- 必須課題 A
サッカーの試合分析の文章のうち、「サッカーでは、決まったルール」から「点に追いつくことに成功した。」までの部分を、両端を含めて書き出し、その中の「ピッチコンディション」を「芝の状態」に変えてください。

- 選定抜粋
══════════════════════════════

守備スタッツ(19ミッチェル・デューク)


 前半におけるアバウトな岡山の攻撃と、劣悪なピッチコンディションは、19ミッチェル・デュークの守備強度の高さを活かすことに繋がった。FWとして高い守備スタッツを記録。


守備スタッツ - 吉尾 海夏

守備スタッツ(14吉尾 海夏)


 再び14吉尾 海夏のデータ。劣勢になったこともあったが、高い守備スタッツ。両チーム確実性の高い攻撃が難しかった事が分かる攻撃的なMFでの守備スタッツとなっている。


5、総括(ピッチコンディションの優位性)


基本スタッツ

基本スタッツ


 サッカーでは、決まったルールの下で同じ条件での平等なスポーツであるが、この試合では平等ではなかった。ただ試合前にピッチを選ぶ権利や、キックオフ時のボールを持つ権利がある。しかし、今回の試合を考えると、ピッチを選ぶ権利の優位の高さが大きいように感じる。ただ、ここは、相手の見方を見るという考え方も見るので、その辺りの駆け引きもあるという事で、難しいスポーツだと改めて感じた。

 この試合に関しては、岡山が優位であったと見ているが、他の方の視点では違ったものとなるかもしれない。ただ、個人的には、上記のデータは、ピッチコンディションやゲーム展開による部分は、少なくとも関係していたと個人的に見ている。

 また、同時に岡山が、巧く戦ったという事と、町田も我慢強く戦ったという事で、両チームともやりきった試合であったとも言える。


ゴール期待値

ゴール期待値


 前半は、両チームとも確率の低いプレーを選択していたことが良く分かる。そして、後半に徐々に岡山が盛り返し、主導権を握ったが、そこで、一瞬の隙を突いた町田が、先制に成功。ただ、岡山の地の利と用意していたプランを活かして、同点に追いつくことに成功した。


 町田としては、前半の攻めやすい状況で、より攻勢に出たかったという部分があるが、やはりピッチコンディションに慣れるのに時間が掛かったことと、岡山の徹底したロングパス主体の攻撃の前に、思うように攻めることができなかったという部分は少なからずあった筈である。先制した事が考えると、勝ち点2を失ったと見えるが、状況などを考えると、勝ち取った勝ち点1であり、誇るべき結果だが、昇格を岡山より目指せる状況である事を考えると、やはり悔やまれる勝ち点1である事は間違いない。

══════════════════════════════

物体の出現位置を示すデータセットの行:
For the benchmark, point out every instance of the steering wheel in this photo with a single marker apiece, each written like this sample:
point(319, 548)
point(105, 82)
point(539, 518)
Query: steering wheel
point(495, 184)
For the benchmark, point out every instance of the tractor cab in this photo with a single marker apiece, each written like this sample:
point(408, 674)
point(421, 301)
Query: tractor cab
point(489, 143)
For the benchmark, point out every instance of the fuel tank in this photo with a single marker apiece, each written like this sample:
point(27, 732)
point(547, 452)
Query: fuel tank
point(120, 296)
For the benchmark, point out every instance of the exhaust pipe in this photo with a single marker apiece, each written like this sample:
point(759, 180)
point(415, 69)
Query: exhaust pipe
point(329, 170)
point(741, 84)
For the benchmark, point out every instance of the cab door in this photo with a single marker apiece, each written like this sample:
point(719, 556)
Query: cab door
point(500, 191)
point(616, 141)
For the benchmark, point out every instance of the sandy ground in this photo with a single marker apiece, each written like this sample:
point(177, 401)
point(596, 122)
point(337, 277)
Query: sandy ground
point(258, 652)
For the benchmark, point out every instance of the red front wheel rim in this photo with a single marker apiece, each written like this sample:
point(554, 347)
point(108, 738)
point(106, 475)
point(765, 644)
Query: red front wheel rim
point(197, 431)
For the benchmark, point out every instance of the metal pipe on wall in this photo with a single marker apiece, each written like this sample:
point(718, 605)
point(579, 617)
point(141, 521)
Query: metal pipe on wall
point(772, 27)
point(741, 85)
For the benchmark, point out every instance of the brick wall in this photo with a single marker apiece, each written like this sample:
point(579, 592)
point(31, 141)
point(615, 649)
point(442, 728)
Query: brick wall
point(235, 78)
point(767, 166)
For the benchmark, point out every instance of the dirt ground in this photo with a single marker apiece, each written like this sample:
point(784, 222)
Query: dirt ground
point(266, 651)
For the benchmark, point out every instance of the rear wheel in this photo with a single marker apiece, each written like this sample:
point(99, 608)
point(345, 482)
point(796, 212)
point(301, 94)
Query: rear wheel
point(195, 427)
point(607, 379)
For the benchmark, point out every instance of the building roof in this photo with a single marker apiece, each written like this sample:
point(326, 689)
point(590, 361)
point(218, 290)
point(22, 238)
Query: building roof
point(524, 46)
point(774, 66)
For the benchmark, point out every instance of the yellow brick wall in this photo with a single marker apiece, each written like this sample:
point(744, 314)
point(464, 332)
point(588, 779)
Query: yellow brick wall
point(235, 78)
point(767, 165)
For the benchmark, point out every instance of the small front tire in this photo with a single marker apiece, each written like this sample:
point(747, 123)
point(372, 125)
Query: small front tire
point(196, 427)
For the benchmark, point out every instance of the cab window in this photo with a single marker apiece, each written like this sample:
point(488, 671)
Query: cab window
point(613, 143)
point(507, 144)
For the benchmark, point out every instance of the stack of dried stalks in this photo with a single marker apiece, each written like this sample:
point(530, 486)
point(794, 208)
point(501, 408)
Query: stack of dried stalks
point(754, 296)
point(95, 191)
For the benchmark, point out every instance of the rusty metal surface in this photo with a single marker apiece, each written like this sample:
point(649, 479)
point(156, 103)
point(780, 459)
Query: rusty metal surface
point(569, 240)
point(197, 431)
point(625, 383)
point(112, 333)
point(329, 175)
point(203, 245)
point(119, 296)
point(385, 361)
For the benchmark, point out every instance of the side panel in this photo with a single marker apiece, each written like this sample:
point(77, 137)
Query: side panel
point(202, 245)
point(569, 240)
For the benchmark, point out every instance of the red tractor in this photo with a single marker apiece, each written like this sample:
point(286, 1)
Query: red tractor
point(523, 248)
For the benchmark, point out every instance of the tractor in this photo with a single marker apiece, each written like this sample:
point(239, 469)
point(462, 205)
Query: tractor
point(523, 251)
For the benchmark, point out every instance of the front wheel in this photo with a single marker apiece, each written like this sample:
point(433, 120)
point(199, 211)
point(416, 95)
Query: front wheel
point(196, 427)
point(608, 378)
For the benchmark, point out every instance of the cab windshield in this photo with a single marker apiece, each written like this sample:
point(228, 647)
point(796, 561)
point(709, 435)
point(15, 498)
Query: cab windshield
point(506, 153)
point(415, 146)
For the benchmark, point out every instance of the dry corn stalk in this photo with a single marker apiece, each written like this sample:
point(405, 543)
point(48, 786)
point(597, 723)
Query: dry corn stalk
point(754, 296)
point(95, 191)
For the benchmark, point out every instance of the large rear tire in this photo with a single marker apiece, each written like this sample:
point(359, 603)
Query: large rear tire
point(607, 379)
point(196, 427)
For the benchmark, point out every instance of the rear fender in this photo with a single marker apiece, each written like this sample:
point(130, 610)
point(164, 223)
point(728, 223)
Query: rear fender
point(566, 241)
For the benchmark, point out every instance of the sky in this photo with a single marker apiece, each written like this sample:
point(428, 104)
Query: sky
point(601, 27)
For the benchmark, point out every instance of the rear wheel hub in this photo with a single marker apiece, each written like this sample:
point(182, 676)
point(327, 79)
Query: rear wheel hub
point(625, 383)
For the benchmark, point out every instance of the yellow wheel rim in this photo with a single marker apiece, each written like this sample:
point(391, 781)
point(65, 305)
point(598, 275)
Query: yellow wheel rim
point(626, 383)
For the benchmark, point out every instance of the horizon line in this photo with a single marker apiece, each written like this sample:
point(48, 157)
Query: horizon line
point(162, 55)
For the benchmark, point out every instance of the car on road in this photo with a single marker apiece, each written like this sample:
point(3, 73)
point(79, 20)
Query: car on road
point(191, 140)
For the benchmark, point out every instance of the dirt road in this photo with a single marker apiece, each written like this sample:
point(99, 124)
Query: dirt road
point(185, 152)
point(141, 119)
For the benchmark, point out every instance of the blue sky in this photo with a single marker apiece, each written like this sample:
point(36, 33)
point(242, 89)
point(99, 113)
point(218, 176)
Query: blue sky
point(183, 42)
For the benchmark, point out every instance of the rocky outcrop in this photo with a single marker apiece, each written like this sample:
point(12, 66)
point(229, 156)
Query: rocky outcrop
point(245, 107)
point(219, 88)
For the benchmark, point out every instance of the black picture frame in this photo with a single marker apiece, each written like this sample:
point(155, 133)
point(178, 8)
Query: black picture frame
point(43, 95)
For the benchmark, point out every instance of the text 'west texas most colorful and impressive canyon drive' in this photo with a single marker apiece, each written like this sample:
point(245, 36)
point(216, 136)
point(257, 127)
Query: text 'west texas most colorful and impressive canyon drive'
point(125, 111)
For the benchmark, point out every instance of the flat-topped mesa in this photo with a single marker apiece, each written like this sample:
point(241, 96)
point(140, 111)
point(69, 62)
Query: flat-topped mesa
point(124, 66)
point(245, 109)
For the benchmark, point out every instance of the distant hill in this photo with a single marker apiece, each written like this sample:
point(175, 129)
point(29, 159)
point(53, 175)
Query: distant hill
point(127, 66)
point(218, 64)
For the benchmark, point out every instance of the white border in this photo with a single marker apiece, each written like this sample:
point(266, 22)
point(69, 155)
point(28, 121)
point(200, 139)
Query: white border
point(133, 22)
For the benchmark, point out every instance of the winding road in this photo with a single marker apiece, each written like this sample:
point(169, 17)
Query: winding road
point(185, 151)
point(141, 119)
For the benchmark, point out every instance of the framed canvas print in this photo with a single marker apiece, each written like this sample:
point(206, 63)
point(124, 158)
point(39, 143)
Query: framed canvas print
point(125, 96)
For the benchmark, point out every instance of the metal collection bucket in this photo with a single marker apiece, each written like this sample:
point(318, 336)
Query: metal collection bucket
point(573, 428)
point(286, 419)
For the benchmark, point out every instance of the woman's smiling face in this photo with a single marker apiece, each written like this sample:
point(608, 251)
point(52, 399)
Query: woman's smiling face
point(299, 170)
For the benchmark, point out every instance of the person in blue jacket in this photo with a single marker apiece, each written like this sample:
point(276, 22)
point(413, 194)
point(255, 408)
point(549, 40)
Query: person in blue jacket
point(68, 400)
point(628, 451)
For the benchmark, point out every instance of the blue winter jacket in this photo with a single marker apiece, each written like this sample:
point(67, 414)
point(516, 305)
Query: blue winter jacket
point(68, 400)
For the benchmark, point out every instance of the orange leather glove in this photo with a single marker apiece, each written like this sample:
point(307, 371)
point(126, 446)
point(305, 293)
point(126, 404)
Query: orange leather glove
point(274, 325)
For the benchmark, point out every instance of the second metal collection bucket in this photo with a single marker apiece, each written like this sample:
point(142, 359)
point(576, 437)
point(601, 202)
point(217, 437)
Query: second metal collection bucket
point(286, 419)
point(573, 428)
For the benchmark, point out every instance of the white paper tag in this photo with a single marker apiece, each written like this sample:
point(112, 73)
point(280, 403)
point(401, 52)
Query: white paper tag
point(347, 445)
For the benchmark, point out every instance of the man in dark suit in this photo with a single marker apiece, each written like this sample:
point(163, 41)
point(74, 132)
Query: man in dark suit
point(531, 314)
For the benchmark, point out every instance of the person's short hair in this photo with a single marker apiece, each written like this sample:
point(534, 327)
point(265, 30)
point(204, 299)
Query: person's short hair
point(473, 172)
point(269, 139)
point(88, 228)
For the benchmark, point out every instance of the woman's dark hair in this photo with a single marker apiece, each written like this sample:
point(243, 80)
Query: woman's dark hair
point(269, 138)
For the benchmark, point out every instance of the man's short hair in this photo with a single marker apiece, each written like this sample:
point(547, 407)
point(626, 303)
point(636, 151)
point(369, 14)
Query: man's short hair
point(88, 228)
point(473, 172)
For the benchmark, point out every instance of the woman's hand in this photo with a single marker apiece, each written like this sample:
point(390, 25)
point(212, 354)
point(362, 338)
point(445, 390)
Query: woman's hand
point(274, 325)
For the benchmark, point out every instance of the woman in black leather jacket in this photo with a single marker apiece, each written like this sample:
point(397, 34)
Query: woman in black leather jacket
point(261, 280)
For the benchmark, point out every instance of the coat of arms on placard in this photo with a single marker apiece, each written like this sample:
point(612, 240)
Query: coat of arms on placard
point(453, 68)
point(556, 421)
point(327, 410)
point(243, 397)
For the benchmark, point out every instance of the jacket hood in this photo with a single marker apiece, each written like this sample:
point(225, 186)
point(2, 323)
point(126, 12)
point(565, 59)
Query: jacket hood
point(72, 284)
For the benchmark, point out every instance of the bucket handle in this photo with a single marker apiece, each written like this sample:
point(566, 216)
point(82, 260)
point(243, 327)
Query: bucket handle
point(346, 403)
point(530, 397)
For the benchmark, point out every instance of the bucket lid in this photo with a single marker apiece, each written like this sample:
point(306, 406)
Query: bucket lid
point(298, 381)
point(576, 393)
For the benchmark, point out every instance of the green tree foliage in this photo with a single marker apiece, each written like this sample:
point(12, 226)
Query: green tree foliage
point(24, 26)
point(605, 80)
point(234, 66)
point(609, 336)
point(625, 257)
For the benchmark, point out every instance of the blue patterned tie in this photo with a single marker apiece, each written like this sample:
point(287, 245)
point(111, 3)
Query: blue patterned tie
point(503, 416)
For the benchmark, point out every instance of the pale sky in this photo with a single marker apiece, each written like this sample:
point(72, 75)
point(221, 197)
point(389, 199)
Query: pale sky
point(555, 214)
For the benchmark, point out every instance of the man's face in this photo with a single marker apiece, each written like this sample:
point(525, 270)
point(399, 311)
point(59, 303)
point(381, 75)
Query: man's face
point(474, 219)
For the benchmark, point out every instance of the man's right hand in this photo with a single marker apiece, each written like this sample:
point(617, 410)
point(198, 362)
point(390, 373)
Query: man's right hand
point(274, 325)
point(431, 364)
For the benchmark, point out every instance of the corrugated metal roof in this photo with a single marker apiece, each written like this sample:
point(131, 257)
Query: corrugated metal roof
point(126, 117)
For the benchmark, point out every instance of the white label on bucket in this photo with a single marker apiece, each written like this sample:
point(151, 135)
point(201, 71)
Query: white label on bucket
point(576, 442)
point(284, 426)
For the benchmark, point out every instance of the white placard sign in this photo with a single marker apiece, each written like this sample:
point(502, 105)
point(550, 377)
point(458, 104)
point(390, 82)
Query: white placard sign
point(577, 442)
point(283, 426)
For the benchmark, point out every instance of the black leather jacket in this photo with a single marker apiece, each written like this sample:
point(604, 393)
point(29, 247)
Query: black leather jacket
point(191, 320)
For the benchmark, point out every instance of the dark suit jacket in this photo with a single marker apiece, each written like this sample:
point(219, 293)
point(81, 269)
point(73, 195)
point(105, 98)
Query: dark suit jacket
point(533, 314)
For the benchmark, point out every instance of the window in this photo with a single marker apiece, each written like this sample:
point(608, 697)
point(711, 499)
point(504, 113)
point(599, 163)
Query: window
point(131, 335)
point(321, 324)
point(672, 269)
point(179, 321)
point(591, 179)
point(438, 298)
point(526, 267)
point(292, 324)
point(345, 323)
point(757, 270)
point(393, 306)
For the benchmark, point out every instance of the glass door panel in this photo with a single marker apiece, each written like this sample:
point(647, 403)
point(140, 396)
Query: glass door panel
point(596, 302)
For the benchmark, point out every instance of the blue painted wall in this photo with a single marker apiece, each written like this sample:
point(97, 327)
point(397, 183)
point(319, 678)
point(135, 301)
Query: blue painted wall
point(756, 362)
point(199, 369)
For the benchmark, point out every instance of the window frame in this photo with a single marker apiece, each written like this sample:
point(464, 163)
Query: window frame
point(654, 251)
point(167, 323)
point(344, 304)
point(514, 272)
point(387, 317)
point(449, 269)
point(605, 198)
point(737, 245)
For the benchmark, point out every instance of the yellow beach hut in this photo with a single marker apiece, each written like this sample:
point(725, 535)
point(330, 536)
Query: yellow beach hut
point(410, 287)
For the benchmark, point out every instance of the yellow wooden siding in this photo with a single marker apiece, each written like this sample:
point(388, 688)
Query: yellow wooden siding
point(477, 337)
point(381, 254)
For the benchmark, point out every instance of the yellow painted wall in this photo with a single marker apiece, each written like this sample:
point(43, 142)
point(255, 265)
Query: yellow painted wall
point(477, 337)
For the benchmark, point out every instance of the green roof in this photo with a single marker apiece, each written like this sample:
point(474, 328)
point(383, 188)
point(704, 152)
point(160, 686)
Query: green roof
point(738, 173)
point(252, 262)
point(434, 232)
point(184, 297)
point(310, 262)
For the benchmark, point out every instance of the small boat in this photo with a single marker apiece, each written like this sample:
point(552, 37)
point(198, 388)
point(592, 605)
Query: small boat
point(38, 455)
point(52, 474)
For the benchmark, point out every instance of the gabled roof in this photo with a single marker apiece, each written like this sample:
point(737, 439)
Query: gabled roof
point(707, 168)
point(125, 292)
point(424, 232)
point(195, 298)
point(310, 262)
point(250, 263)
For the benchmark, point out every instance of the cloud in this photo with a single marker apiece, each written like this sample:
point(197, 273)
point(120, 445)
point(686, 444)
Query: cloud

══════════════════════════════

- 必須課題 B
上のレコードについて、「For the benchmark, point out every instance of the cloud」を含む行からレコードの末尾までを、両端を含めて、1行を1つの文字列とするJSONリストに書き換えてください。空行は含めないでください。

- 記述回答 A
サッカーでは、決まったルールの下で同じ条件での平等なスポーツであるが、この試合では平等ではなかった。ただ試合前にピッチを選ぶ権利や、キックオフ時のボールを持つ権利がある。しかし、今回の試合を考えると、ピッチを選ぶ権利の優位の高さが大きいように感じる。ただ、ここは、相手の見方を見るという考え方も見るので、その辺りの駆け引きもあるという事で、難しいスポーツだと改めて感じた。

 この試合に関しては、岡山が優位であったと見ているが、他の方の視点では違ったものとなるかもしれない。ただ、個人的には、上記のデータは、芝の状態やゲーム展開による部分は、少なくとも関係していたと個人的に見ている。

 また、同時に岡山が、巧く戦ったという事と、町田も我慢強く戦ったという事で、両チームともやりきった試合であったとも言える。


ゴール期待値

ゴール期待値


 前半は、両チームとも確率の低いプレーを選択していたことが良く分かる。そして、後半に徐々に岡山が盛り返し、主導権を握ったが、そこで、一瞬の隙を突いた町田が、先制に成功。ただ、岡山の地の利と用意していたプランを活かして、同点に追いつくことに成功した。

- 記述回答 B
[
  "For the benchmark, point out every instance of the cloud in this photo with a single marker apiece, each written like this sample:",
  "point(197, 273)",
  "point(120, 445)",
  "point(686, 444)",
  "Query: cloud"
]